## PROVIDED DATA
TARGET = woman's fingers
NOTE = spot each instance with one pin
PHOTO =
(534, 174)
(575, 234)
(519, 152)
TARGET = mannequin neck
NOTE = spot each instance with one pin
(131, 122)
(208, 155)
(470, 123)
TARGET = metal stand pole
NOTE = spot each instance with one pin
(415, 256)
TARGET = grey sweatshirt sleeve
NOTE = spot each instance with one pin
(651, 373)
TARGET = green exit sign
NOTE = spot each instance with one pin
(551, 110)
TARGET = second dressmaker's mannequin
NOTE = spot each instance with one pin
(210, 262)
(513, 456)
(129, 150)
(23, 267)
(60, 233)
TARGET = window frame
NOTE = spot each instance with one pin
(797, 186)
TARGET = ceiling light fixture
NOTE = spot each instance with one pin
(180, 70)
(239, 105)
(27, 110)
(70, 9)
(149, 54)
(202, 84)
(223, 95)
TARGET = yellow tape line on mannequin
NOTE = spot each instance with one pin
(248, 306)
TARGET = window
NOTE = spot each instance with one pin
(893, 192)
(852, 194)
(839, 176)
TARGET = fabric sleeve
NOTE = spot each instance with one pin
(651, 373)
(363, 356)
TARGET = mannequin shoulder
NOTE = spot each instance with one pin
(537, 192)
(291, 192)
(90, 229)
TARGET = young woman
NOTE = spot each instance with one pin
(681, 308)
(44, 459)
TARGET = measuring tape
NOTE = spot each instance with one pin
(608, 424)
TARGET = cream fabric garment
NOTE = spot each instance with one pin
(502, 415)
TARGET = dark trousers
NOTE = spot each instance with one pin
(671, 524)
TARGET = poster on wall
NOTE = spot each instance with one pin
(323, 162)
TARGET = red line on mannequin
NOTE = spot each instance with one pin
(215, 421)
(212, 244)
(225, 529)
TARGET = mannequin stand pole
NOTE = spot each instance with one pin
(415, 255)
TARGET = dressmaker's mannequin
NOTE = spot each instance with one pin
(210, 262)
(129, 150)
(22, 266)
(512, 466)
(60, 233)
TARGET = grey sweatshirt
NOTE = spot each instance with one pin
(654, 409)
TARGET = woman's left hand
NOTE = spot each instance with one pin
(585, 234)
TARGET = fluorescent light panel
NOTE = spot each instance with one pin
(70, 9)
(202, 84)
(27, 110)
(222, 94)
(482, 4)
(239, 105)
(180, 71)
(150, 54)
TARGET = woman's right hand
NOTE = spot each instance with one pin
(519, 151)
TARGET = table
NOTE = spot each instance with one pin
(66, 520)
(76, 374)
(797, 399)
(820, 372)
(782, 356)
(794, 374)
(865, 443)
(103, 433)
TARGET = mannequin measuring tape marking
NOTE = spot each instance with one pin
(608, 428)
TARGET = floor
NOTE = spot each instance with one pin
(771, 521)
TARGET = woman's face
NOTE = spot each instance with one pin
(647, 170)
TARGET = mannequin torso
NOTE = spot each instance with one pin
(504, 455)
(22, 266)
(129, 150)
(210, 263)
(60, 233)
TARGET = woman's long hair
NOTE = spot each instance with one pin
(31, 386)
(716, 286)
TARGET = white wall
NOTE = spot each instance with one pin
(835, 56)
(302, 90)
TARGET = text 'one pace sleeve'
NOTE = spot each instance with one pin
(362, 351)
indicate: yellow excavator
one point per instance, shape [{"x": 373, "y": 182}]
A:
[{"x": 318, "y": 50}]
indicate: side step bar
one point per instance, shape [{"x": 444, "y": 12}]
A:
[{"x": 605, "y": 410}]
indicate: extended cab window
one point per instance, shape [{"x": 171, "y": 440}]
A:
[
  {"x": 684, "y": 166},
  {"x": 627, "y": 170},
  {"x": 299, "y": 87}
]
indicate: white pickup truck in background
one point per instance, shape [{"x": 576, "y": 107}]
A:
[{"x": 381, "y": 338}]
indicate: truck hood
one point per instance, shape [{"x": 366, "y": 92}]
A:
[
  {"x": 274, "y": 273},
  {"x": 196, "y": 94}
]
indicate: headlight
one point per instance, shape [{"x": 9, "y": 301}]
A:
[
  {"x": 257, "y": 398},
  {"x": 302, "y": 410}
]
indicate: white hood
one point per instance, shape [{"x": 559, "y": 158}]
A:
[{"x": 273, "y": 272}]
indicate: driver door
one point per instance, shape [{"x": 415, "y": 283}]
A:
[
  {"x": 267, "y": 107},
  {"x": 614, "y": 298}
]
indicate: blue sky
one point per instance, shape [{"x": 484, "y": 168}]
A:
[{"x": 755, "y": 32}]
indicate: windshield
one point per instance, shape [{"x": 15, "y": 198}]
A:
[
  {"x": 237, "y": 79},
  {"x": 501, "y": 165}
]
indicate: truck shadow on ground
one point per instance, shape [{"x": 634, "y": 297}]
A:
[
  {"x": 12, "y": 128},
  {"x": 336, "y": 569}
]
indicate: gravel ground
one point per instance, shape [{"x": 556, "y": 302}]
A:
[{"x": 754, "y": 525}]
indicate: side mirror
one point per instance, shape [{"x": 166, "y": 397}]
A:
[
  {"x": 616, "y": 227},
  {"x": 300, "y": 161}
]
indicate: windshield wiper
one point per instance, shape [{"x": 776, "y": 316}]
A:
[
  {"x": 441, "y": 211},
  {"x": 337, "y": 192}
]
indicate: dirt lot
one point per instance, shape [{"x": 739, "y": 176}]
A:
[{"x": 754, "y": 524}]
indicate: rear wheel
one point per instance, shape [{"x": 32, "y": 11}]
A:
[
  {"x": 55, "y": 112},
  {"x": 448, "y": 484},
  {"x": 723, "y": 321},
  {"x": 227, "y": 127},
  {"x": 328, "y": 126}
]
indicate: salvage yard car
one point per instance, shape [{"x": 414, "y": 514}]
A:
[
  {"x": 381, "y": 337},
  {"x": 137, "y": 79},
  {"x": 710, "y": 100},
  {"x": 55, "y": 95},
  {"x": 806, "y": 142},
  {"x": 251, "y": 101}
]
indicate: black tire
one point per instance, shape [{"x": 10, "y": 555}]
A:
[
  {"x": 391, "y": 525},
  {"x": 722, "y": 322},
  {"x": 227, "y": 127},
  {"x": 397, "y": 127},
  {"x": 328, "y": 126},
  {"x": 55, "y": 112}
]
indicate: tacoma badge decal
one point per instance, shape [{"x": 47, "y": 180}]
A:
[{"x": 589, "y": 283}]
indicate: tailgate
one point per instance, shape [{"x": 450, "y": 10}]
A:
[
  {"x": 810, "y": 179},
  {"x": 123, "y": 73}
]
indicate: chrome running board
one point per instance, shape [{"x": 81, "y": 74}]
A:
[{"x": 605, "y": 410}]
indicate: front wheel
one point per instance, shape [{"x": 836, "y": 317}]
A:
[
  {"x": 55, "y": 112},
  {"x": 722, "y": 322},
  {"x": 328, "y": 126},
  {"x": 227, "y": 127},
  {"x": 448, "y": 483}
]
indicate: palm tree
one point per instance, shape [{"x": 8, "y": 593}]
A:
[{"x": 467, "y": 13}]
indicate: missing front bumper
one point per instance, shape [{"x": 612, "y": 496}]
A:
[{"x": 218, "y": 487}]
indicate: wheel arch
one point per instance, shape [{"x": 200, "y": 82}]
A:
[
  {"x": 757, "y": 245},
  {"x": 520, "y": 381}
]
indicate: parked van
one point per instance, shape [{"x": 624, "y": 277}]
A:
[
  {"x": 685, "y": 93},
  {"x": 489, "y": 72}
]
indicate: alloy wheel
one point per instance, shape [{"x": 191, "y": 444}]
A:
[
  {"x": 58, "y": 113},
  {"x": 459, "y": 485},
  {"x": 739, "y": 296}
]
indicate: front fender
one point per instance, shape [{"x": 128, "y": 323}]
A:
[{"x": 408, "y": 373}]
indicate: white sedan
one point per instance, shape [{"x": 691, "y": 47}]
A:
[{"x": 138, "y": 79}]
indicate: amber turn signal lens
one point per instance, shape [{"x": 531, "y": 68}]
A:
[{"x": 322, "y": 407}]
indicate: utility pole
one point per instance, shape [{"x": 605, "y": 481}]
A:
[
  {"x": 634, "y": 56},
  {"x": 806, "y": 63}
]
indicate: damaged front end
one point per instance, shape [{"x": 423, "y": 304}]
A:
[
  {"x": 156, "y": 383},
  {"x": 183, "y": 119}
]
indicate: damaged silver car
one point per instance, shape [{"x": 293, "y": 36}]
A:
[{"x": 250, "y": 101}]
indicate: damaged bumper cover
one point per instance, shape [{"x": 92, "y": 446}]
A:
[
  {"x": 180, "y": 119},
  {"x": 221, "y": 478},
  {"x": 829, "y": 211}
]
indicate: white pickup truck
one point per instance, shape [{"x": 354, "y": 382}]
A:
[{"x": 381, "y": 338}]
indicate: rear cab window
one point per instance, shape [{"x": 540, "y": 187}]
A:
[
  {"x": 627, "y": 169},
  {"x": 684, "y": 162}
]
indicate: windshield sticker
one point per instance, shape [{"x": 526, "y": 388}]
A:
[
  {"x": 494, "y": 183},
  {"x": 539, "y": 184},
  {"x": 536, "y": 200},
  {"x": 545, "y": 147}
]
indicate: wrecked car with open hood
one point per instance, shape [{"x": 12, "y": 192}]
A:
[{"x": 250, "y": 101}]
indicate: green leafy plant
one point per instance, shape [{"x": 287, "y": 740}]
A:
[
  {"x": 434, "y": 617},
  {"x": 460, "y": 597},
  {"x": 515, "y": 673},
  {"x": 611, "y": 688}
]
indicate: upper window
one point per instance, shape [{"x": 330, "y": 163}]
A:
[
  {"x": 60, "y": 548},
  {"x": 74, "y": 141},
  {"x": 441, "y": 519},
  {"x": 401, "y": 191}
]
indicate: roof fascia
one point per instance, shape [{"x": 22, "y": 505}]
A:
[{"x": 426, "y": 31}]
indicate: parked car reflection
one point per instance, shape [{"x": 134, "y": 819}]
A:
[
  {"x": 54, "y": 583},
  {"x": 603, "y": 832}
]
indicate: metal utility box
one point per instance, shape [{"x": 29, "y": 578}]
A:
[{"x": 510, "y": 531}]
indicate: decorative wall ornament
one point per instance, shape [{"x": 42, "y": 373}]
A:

## EXERCISE DETAILS
Write out each line above with the word "rear".

## EXERCISE OUTPUT
indicate: rear wheel
indicate: rear cab window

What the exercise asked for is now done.